Given instruction:
Could you rewrite the rows below as a numbered list, skipping any blank lines and leaving the pictures out?

Input rows:
• • • • •
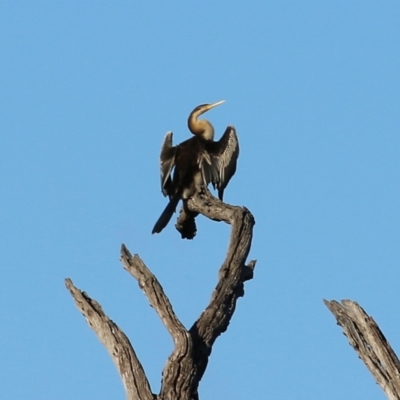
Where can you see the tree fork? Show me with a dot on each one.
(187, 363)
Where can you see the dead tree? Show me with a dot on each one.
(192, 347)
(370, 343)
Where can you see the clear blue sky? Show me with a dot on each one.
(88, 91)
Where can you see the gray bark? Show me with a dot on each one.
(370, 343)
(192, 348)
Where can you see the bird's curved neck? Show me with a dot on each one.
(200, 127)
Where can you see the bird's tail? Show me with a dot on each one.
(166, 215)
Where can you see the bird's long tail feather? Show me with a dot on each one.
(166, 215)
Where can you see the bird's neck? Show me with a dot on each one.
(201, 128)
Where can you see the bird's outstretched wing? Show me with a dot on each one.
(167, 163)
(224, 155)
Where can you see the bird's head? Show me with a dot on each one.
(202, 127)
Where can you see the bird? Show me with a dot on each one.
(196, 162)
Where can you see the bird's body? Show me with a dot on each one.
(196, 162)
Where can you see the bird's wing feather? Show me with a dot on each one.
(224, 155)
(167, 162)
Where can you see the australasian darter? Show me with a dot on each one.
(196, 162)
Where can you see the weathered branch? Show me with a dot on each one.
(371, 345)
(188, 361)
(216, 317)
(117, 344)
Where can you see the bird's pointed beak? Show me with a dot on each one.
(210, 106)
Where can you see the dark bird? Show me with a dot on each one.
(196, 162)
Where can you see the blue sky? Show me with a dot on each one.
(88, 91)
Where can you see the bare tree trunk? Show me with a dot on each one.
(371, 345)
(192, 348)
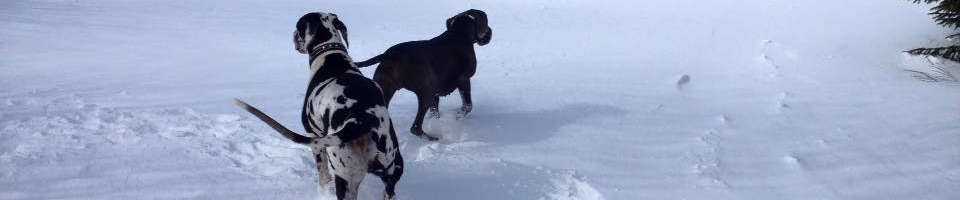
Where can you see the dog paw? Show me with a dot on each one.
(464, 111)
(428, 137)
(433, 113)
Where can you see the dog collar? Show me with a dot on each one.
(323, 48)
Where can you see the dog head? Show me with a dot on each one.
(319, 28)
(473, 22)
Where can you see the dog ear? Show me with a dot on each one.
(342, 28)
(298, 42)
(465, 24)
(450, 21)
(483, 30)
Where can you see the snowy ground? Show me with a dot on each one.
(574, 100)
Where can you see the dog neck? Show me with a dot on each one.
(329, 60)
(325, 48)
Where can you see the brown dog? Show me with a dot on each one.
(435, 67)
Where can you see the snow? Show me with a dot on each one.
(573, 100)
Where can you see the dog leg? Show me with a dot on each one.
(434, 109)
(390, 183)
(464, 89)
(423, 104)
(322, 167)
(346, 186)
(387, 95)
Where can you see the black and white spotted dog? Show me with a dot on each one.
(344, 112)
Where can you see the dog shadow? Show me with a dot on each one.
(491, 180)
(517, 127)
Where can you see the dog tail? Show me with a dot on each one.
(299, 139)
(371, 61)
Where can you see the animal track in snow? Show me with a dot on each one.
(80, 125)
(708, 165)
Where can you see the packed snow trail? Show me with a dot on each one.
(574, 100)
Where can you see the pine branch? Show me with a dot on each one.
(950, 53)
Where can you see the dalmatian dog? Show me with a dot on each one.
(344, 112)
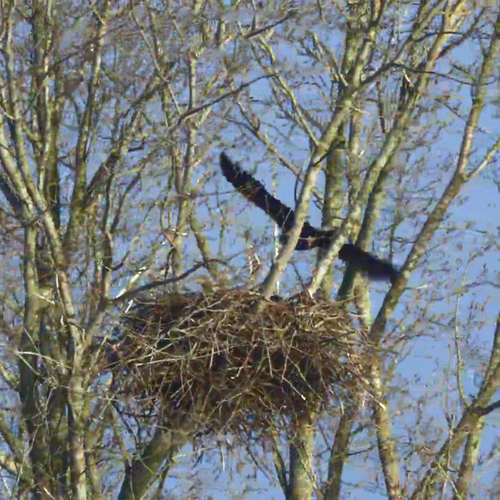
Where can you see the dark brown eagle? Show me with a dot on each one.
• • • • •
Right answer:
1. Where can you see the tree fork? Show me with a dot on each one.
2. (187, 363)
3. Where can you see the dead tree? Show me with a dot on each one.
4. (192, 347)
5. (370, 343)
6. Where can you see the clear blue sky? Show me with a dot on each one.
7. (88, 91)
8. Where can you see the gray bark? Show me with a dot on each one.
9. (370, 343)
10. (192, 348)
11. Where can you see the bird's curved neck? Show me with a dot on each one.
12. (200, 127)
13. Where can you see the bird's tail? Show me with a dot on each one.
14. (166, 215)
15. Where can you see the bird's long tail feather? Show me with a dot on each one.
16. (166, 215)
17. Where can you see the bird's neck? Show me with a dot on each one.
18. (201, 128)
19. Where can you see the bird's outstretched wing? Show me with a dot on each one.
20. (167, 163)
21. (224, 155)
22. Where can you see the bird's head? Show me with a dot on each one.
23. (202, 127)
24. Where can you see the bird? Show me with a dot on each one.
25. (196, 162)
26. Where can you see the bird's body? Show me with a dot on each one.
27. (196, 162)
28. Where can you see the bird's wing feather? Show me with a dot on each one.
29. (224, 155)
30. (167, 162)
31. Where can you see the australasian darter? Show me with a dot on each one.
32. (196, 162)
33. Where can you see the weathered branch? Show me with a dot on each one.
34. (371, 345)
35. (188, 361)
36. (216, 317)
37. (117, 344)
38. Where can you see the bird's pointed beak? Show me with a dot on each one.
39. (210, 106)
40. Where can you see the dark bird? Show me with a dot on each one.
41. (196, 162)
42. Where can you see the blue sky? Show me with a dot on each one.
43. (88, 91)
44. Where can you see the bare tree trunk? Show me with a dot on each one.
45. (371, 345)
46. (192, 348)
47. Where can you see the dog paw? Show me with a dot on each one.
48. (464, 111)
49. (428, 137)
50. (433, 113)
51. Where can you see the dog collar? Show me with a dot on each one.
52. (323, 48)
53. Where can you see the dog head? Show me with a dot on each one.
54. (319, 28)
55. (473, 22)
56. Where can you see the dog ear? Show me with a dot on each one.
57. (342, 28)
58. (298, 42)
59. (465, 24)
60. (450, 21)
61. (483, 30)
62. Where can you see the snowy ground? Show me with a dot on each one.
63. (574, 100)
64. Where can you see the dog neck? Show me with a dot on each one.
65. (329, 60)
66. (325, 48)
67. Where can you see the brown dog? Show me with a dot on each one.
68. (435, 67)
69. Where can you see the snow? Show me with a dot on each one.
70. (573, 100)
71. Where can you see the dog leg? Show me with a dot on each one.
72. (434, 109)
73. (390, 183)
74. (464, 89)
75. (423, 104)
76. (322, 167)
77. (346, 186)
78. (387, 95)
79. Where can you see the black and white spotted dog? Show me with a dot on each one.
80. (344, 112)
81. Where can you see the dog shadow? Show me with a dot on each one.
82. (491, 180)
83. (517, 127)
84. Where can you see the dog tail? Show me with a dot on each one.
85. (299, 139)
86. (371, 61)
87. Where can you see the animal track in snow? Show me with a dot on each one.
88. (80, 125)
89. (708, 165)
90. Where can you see the packed snow trail? Show me with a dot on each one.
91. (574, 100)
92. Where can you see the pine branch? Show me with a dot on each one.
93. (950, 53)
94. Where can you see the dalmatian dog? Show me with a dot on each one.
95. (344, 112)
96. Where can you see the dark brown eagle? Show me with a dot on each one.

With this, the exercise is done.